What you have to do
Starting with the line that contains "One point lands on every instance of the lamp", write out each line through the end of the listing, unchanged. Output nothing else.

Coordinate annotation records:
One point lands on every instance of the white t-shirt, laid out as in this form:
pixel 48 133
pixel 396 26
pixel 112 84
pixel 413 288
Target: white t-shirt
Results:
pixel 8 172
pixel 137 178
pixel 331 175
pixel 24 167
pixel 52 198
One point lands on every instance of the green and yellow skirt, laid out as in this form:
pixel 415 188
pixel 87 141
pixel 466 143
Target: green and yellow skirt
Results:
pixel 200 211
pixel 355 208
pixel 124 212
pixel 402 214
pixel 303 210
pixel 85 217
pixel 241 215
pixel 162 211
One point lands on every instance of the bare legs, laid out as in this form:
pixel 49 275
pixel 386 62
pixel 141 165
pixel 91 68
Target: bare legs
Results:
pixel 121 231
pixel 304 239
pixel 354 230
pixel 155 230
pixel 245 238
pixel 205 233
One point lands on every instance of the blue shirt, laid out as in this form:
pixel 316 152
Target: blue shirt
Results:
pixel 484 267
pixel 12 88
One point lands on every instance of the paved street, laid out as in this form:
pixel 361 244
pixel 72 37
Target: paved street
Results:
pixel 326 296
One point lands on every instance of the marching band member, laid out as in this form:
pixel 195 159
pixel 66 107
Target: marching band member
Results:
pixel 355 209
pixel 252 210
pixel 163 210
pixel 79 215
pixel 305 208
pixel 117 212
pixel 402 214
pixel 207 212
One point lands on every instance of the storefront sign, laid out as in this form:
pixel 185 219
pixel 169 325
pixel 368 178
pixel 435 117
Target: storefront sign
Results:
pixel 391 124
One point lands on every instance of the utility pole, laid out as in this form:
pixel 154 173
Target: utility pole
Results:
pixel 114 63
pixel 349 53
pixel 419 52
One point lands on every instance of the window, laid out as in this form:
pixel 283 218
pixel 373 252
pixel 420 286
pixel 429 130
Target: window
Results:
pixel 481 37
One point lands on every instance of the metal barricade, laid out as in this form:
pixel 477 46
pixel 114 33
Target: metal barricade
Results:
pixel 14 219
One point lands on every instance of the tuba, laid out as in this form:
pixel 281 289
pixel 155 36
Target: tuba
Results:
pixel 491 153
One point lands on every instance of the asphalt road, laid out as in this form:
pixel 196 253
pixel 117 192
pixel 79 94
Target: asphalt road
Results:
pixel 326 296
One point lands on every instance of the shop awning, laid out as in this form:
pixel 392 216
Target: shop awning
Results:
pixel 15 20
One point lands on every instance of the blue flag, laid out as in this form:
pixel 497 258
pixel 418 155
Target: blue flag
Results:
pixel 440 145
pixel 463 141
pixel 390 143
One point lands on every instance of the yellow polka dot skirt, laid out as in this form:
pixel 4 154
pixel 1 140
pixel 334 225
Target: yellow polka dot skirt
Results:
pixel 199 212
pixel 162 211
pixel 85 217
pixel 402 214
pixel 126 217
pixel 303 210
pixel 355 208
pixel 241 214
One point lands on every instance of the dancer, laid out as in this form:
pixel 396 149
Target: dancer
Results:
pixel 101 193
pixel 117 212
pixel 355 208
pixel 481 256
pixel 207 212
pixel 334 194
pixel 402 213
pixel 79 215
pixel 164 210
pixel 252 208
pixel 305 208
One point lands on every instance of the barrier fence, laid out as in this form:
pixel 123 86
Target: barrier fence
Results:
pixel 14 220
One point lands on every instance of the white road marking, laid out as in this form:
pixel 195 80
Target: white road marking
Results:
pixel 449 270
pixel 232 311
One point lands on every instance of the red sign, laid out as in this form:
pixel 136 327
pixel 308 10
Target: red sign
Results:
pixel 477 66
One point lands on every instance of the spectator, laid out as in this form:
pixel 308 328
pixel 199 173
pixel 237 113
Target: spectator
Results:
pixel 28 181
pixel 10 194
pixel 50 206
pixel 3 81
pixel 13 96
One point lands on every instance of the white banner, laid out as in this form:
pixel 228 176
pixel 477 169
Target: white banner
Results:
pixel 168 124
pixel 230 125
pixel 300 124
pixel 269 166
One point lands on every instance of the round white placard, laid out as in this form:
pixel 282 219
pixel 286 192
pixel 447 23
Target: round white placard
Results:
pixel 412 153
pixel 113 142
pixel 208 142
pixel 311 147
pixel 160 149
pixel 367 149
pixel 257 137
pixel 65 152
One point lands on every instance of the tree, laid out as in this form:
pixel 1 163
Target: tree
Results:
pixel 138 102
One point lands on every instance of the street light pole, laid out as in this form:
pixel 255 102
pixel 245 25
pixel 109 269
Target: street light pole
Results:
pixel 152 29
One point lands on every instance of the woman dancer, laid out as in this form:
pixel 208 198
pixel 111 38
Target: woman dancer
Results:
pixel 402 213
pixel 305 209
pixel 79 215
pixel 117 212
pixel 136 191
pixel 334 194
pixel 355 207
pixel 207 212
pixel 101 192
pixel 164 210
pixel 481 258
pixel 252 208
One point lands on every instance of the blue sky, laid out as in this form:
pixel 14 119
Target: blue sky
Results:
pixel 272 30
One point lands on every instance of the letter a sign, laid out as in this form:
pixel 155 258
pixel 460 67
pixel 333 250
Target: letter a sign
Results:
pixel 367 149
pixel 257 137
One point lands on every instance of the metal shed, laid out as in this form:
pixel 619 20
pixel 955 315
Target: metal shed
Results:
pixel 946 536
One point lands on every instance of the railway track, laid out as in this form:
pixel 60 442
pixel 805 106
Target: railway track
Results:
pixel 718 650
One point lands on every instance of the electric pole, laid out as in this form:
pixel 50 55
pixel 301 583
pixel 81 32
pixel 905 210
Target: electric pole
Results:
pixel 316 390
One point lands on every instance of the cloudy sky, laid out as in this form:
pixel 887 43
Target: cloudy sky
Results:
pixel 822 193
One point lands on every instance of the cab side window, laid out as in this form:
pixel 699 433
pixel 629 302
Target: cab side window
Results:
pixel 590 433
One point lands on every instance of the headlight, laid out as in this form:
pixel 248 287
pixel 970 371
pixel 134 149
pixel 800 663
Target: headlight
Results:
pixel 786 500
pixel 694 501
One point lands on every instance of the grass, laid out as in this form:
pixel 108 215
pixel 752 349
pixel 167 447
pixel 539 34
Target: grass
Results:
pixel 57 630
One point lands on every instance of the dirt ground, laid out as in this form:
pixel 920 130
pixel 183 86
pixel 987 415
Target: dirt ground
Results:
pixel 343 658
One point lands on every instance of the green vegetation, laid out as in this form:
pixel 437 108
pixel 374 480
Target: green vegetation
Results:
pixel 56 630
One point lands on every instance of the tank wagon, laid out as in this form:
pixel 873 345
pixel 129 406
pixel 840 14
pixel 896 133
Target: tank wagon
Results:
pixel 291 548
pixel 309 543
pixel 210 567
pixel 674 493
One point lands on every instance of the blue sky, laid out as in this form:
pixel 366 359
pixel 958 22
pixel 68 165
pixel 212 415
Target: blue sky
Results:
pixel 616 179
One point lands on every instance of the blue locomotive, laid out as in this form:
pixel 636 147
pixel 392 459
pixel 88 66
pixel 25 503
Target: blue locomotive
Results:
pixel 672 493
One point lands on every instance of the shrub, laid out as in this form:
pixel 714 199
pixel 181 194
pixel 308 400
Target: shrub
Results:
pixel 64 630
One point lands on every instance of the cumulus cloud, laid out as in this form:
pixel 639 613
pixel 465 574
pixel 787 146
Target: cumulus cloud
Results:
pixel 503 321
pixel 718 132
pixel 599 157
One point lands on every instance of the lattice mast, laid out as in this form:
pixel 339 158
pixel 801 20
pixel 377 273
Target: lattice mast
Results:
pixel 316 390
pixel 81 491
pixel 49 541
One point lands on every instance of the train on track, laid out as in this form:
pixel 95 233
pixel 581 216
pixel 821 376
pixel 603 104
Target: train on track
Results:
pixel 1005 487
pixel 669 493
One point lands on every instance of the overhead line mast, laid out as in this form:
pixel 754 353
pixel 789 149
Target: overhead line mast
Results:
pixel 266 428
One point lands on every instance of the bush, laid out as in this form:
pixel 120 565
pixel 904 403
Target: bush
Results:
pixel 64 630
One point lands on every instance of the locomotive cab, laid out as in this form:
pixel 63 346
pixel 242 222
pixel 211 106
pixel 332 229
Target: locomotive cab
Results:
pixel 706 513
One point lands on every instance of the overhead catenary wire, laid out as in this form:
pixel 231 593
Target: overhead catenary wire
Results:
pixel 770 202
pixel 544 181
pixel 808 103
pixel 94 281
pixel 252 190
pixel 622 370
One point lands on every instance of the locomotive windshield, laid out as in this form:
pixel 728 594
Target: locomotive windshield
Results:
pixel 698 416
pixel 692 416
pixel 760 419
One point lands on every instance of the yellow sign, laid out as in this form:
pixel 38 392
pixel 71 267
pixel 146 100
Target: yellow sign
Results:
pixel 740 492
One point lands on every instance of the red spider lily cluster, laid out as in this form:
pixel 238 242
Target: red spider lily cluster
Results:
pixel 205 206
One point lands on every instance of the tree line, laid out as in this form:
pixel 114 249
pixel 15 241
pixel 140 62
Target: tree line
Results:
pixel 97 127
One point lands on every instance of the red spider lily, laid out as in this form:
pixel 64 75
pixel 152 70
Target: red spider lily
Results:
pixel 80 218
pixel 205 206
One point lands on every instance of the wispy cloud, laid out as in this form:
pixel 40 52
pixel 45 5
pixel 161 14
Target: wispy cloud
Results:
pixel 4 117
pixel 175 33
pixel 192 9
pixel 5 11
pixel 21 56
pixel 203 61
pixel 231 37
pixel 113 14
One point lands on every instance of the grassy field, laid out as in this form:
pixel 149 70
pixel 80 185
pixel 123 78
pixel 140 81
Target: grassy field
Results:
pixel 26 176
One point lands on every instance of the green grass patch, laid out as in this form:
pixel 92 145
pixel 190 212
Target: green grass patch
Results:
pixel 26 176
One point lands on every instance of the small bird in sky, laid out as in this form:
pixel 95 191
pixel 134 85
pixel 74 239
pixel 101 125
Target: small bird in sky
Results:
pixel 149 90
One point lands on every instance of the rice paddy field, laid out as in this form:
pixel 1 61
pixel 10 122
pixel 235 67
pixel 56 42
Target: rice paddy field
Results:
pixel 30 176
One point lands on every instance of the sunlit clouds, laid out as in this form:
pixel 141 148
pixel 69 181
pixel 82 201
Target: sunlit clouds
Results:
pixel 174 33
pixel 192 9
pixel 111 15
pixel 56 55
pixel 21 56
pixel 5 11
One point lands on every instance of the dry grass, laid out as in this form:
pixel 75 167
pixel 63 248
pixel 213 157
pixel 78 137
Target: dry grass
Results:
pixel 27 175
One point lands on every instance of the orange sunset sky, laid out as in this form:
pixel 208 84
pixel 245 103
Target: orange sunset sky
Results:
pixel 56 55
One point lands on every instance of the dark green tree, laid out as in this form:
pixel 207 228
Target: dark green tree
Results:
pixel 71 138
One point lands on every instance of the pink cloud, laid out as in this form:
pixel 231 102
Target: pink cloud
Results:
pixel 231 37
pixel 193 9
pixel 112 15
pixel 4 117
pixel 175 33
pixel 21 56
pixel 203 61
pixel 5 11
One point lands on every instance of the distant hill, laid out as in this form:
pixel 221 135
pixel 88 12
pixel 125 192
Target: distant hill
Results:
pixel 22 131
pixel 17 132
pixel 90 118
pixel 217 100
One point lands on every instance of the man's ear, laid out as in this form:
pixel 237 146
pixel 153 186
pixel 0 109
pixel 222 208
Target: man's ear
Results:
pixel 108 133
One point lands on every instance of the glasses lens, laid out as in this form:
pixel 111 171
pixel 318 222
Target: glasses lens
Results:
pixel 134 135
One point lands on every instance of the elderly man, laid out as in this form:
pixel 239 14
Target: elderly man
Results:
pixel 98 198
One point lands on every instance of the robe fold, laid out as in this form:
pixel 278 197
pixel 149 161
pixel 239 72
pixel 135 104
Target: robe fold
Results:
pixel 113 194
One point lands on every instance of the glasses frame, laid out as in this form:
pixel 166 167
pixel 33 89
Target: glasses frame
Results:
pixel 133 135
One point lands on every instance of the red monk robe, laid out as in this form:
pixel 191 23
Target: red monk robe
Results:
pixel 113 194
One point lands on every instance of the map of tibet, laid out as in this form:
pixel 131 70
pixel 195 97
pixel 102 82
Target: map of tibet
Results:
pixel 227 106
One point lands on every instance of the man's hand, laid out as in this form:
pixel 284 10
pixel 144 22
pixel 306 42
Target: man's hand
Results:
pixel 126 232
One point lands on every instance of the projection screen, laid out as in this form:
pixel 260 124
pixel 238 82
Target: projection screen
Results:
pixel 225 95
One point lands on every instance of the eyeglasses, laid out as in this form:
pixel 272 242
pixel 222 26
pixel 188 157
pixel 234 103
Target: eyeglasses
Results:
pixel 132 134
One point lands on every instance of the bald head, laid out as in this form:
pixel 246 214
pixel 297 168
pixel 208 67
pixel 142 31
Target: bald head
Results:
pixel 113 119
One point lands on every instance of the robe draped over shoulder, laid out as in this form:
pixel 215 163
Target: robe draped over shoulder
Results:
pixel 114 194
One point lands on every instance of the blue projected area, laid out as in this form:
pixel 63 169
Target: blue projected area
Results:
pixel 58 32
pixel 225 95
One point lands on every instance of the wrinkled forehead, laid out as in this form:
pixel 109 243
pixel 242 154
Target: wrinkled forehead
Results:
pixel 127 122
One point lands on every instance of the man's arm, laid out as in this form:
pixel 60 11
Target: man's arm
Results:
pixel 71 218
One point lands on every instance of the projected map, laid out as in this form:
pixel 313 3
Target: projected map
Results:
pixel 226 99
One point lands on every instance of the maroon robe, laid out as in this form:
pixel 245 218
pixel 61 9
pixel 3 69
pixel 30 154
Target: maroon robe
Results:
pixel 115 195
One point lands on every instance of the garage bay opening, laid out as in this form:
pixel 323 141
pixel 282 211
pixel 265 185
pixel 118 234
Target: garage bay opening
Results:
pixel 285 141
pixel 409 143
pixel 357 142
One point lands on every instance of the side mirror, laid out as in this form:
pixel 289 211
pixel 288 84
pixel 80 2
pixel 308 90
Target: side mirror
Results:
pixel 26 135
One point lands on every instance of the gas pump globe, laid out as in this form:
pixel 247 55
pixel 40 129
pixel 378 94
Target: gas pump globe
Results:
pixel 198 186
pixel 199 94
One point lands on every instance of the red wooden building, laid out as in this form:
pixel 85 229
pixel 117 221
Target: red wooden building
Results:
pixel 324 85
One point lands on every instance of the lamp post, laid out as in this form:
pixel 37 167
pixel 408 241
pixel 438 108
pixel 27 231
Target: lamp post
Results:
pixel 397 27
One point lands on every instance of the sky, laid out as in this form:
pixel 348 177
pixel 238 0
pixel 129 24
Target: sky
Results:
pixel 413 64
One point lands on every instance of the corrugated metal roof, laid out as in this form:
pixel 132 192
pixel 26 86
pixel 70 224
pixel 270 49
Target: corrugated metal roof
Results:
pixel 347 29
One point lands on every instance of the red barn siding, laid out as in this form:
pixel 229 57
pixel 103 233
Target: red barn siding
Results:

Solution
One point lands on every instance of the lamp post, laid out as in this form:
pixel 37 167
pixel 408 241
pixel 438 108
pixel 27 231
Target: lamp post
Results:
pixel 397 27
One point lands on every instance of the sky, laid out as in this form:
pixel 348 177
pixel 238 0
pixel 129 24
Target: sky
Results:
pixel 413 64
One point lands on every instance of the corrugated metal roof, laid out as in this form:
pixel 132 192
pixel 26 86
pixel 70 224
pixel 270 49
Target: corrugated metal roof
Results:
pixel 347 29
One point lands on every instance of the red barn siding, laid out as in this form:
pixel 229 57
pixel 103 233
Target: red barn siding
Results:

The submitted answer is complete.